* [WORK TO BE COMPLETED]: Copy the records from the line that contains "Each instance of the mud" through the end of the records, swapping "forehead" for "brow" and keeping everything else the same.

Named-object pointing records:
####

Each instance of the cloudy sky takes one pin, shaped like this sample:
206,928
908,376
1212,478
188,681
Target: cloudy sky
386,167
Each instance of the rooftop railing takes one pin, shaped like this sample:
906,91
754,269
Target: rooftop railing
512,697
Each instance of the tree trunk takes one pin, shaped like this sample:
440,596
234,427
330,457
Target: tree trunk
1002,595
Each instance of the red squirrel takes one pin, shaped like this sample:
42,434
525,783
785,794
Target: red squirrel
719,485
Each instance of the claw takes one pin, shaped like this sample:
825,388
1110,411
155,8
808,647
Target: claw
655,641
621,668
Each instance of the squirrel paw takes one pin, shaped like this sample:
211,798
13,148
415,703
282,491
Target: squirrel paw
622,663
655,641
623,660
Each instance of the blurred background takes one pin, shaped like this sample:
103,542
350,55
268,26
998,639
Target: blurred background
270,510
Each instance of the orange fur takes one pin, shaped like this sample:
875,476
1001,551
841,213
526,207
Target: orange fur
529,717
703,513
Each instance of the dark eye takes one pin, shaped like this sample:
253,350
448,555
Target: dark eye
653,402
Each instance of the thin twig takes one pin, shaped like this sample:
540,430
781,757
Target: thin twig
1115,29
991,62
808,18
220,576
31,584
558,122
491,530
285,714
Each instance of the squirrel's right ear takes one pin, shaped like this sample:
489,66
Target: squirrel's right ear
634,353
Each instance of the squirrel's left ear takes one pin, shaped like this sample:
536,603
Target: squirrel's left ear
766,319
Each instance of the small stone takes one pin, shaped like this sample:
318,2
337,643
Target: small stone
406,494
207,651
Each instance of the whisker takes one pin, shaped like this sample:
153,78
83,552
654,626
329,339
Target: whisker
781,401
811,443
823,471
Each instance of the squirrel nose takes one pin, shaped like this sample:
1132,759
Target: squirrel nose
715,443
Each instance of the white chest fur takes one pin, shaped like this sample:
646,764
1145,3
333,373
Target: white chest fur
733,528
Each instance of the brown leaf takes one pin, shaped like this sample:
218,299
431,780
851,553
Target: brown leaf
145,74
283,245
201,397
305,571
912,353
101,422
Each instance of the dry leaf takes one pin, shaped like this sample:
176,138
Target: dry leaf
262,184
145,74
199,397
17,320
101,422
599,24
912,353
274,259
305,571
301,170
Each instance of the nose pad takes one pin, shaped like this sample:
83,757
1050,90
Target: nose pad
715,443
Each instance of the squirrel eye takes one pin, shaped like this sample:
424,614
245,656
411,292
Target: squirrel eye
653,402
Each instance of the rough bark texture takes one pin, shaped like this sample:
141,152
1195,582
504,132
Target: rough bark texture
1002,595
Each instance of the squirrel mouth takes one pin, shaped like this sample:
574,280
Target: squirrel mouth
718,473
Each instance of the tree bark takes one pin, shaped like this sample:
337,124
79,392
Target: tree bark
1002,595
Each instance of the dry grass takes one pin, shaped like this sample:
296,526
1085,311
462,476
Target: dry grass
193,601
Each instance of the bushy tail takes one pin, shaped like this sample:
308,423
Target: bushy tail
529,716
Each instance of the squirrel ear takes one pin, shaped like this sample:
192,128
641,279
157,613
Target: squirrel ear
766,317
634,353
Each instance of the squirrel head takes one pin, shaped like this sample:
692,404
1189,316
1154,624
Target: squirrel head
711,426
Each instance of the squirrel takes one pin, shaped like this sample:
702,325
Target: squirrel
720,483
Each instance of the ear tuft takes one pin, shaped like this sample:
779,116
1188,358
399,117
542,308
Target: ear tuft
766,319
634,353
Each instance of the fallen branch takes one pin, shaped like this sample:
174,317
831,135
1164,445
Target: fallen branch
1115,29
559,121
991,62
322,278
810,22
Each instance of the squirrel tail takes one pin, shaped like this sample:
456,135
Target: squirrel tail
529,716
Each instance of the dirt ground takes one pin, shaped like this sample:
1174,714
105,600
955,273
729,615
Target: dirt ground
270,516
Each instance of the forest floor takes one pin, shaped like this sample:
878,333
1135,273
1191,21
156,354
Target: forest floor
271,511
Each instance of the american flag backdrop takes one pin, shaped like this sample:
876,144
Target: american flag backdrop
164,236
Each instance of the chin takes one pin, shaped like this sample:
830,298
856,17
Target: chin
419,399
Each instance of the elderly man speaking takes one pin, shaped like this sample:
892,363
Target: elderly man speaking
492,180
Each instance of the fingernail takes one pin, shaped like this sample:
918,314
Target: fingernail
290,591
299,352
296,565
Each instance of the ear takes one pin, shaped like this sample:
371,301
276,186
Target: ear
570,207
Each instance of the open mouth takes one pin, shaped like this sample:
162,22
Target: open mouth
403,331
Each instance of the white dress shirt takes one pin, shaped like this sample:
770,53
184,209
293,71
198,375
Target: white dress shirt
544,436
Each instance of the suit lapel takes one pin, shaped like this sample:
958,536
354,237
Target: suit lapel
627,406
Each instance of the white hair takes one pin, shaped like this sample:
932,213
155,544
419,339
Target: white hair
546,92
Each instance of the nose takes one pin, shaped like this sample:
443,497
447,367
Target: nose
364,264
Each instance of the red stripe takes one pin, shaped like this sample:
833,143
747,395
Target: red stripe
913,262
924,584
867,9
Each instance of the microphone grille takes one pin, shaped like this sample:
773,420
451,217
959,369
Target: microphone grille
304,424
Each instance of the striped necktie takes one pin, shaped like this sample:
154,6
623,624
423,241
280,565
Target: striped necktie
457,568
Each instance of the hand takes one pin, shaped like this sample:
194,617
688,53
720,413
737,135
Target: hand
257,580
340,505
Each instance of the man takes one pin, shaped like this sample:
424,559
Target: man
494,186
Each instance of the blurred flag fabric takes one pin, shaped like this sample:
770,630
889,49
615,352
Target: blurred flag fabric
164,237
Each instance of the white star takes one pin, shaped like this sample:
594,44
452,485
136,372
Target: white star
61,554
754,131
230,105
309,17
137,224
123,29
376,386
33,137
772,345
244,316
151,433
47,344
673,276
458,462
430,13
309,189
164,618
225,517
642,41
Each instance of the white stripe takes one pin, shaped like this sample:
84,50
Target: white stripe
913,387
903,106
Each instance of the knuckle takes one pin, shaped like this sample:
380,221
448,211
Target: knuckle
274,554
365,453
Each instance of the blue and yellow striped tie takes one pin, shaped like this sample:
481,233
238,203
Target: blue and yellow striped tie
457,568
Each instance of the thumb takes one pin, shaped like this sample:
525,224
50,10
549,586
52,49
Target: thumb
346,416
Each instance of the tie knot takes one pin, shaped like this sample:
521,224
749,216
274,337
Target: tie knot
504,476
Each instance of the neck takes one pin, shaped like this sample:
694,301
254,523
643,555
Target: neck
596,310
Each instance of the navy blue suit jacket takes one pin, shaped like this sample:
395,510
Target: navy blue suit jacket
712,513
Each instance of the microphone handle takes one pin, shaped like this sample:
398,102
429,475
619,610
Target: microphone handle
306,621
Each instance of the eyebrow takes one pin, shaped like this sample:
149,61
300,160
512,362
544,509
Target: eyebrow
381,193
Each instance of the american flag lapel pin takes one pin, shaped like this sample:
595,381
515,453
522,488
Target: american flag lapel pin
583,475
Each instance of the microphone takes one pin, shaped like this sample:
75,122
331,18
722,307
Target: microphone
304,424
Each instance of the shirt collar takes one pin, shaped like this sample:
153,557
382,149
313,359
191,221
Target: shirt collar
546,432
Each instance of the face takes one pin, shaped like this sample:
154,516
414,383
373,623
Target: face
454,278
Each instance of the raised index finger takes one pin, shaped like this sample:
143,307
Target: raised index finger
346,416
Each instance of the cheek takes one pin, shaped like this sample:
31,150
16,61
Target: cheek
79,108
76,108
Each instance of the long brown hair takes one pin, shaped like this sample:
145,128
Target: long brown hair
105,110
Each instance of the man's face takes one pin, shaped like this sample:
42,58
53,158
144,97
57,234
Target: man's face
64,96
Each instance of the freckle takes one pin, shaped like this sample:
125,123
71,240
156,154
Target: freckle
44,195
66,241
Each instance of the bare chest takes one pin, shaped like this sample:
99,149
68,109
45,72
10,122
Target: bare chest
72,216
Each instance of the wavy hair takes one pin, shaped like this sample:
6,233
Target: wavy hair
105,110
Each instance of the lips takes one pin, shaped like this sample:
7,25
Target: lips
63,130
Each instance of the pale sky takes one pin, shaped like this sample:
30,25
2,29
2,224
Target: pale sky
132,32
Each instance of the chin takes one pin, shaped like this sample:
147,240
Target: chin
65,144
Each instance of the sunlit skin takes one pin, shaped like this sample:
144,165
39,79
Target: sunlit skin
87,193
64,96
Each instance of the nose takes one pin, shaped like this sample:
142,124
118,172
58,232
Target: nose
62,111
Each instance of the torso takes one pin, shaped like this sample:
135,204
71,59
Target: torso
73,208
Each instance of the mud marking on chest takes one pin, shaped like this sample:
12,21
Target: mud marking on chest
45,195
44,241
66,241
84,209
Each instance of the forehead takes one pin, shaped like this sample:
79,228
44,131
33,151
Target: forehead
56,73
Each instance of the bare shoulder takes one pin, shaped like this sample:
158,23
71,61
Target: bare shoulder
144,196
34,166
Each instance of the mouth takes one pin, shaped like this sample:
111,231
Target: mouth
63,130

####

* [ANSWER TO THIS TASK]:
Each instance of the mud marking on chest takes one pin, shaped like this sample:
12,21
Target: mud marking on chest
45,195
44,241
66,241
84,209
Each instance of the brow takes one pin, shaped like this sample:
79,228
44,131
33,151
Target: brow
56,73
Each instance of the bare shoulder takes one pin, shaped like this sample:
158,23
71,61
Target: bare shoulder
144,196
34,166
Each instance of the mouth takes one pin, shaped like this sample:
111,231
Target: mouth
63,130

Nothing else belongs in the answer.